BRANO DEL DOCUMENTO =>
- - - -
Rapportati per decenni con una concezione di mostra che (pur
nell’ininterrotto evolvere di nuove forme d’avanguardia) continua ad essere
caratterizzata dalla presenza di oggetti in uno spazio definito (installazioni
comprese), e dunque rimane ancora nel quadro tradizionale inaugurato
nell’Ottocento, gli artisti cercano nuovi orizzonti, e concepiscono forme di
esibizione ormai al limite dell’immaterialità. Sarebbe però sbagliato cogliere
in queste inquietudini un desiderio di pura stravaganza. Per Obrist non si
tratta necessariamente di forme moderne di ‘arte per l’arte’, ma anzi di una
ricerca che va al di là di ogni forma di estemporaneità, e aggiunge (in alcuni
casi sostituendola) la dimensione temporale della durata dell’esibizione a
quella spaziale. L’arte costringe il pubblico a confrontarsi con il fattore che
è oggi divenuto più scarso nella nostra vita: il tempo, la durata, l’impiego
della giornata.
Si tratta di una preoccupazione di Obrist, ma anche di molti artisti
contemporanei, ormai stanchi di eventi puntuali ma effimeri. Fin dai tempi di
Duchamp l’arte contemporanea aveva cercato di combinare l’idea di tempo con
quello di spazio. Ma la soluzione era stata spesso quella di far riferimento a
un effetto sorpresa giocato in tempi brevi.
Invece la francese Dominique Gonzalez-Foerster (1965-) sogna esibizioni
che coprano cicli temporali lunghissimi (cinquanta o cent’anni) e che siano
“informate da un lungo processo, una pratica infinita” [8]. È lei ad inventare,
nel 2009, il concetto di ‘cronotopos’ come opera d’arte. Attualmente le è
dedicata una mostra al Centre Pompidou il cui titolo dice tutto: “Dominique
Gonzalez-Foerster, 1887-2058”: “Sono sempre stata frustrata dal vedere come i
visitatori si fermino di fronte ad un’opera d’arte solamente per qualche
secondo. Questo mi fa pensare che un’opera d’arte debba conquistare in qualche
modo il visitatore in una manciata di secondi ed in pochi metri quadrati. Io
avevo solamente un modello per elaborare questo tema: la letteratura. Vedi,
appena hai una narrazione potenziale, l’inizio di un testo, allora appare la
dimensione tempo. E in quel caso, uso delle tracce invece del testo, creando
una specie di trappola che trattenga il visitatore perché contempli l’arte un
po’ più a lungo. Esplorando la dimensione del tempo, penso che ci sia riuscito
di apportare un cambiamento alla mostra.” [9]
L’irruzione della dimensione temporale spiega non solamente le maratone
artistiche della durata di 24 ore organizzate da Obrist a Londra alla Serpentine Gallery, ma anche le ‘esibizioni temporanee’, di cui egli è uno dei promotori.
- - - -
ISTRUZIONE SCRITTA 1 =>
Elenchi tutte le persone menzionate per nome nel brano sulla dimensione temporale nelle mostre d'arte.
ISTRUZIONE SCRITTA 2 =>
Prosegua il brano sulla dimensione temporale nelle mostre d'arte, riprendendo dopo l'ultima frase riportata.
- - - -
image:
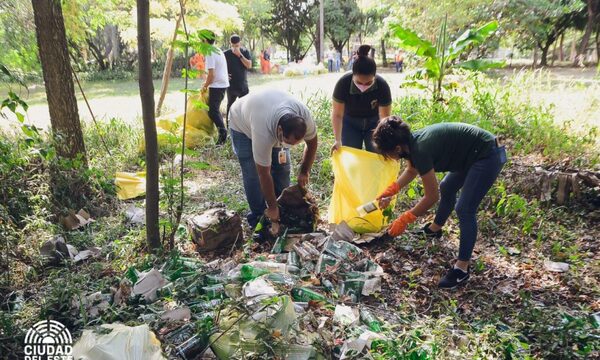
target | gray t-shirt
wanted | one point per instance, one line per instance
(257, 115)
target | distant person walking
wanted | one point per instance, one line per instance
(265, 62)
(238, 62)
(197, 63)
(360, 99)
(399, 61)
(217, 82)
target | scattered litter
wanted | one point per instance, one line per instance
(178, 314)
(135, 215)
(55, 250)
(148, 283)
(298, 210)
(121, 343)
(130, 185)
(215, 229)
(556, 266)
(91, 252)
(345, 315)
(76, 220)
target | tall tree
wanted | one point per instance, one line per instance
(60, 92)
(593, 17)
(147, 97)
(290, 21)
(342, 19)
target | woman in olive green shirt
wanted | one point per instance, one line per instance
(472, 159)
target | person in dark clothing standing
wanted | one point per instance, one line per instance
(238, 63)
(472, 158)
(360, 99)
(217, 82)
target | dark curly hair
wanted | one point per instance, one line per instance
(389, 133)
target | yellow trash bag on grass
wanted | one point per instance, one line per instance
(130, 185)
(359, 177)
(197, 117)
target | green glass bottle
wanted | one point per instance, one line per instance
(305, 295)
(249, 272)
(370, 320)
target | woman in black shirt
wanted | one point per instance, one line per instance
(360, 99)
- - - -
RISPOSTA SCRITTA 1 =>
Obrist; Duchamp; Dominique Gonzalez-Foerster

RISPOSTA SCRITTA 2 =>
Si deve per esempio a lui e all’artista francese Philippe Parreno (1964-) ‘Il Tempo del Postino’ [10] (il titolo originale
è in italiano), una mostra collettiva (‘Group Show’) proposta prima a
Manchester nel 2007 e poi a Basilea nel 2009. Obrist e Parreno non offrono uno
spazio agli artisti, ma mettono a loro disposizione tempo, offrendo una
possibilità “di combinare musica, luce, performance ed oggetti. L’idea è di
metter tutto in scena e creare una sorta di scenografia.” [11] Parreno
aggiunge: “Il Tempo del Postino è
un’esibizione basata sul tempo. Gli artisti sono stati invitati a proporre
un’opera d’arte, per esempio un quadro, che sarà mostrato solamente per un
momento limitato. (…) Si propone insomma di visitare un’area di esibizione
senza muoversi – un viaggio attraverso un museo senza spostarsi. Ognuno degli
artisti appare l’uno a fianco dell’altro, ma non insieme fra loro, sulla base
di un’idea antica di condivisione del tempo; tuttavia essi costituiscono un
soggetto, sollevando ancora una volta la questione del collettivo, una
polifonia delle voci come un soggetto.” [12] L’esibizione dura tre ore e viene
riproposta a teatro per alcune serate successive, combinando fra loro aspetti
di un’opera lirica e di una performance di gruppo.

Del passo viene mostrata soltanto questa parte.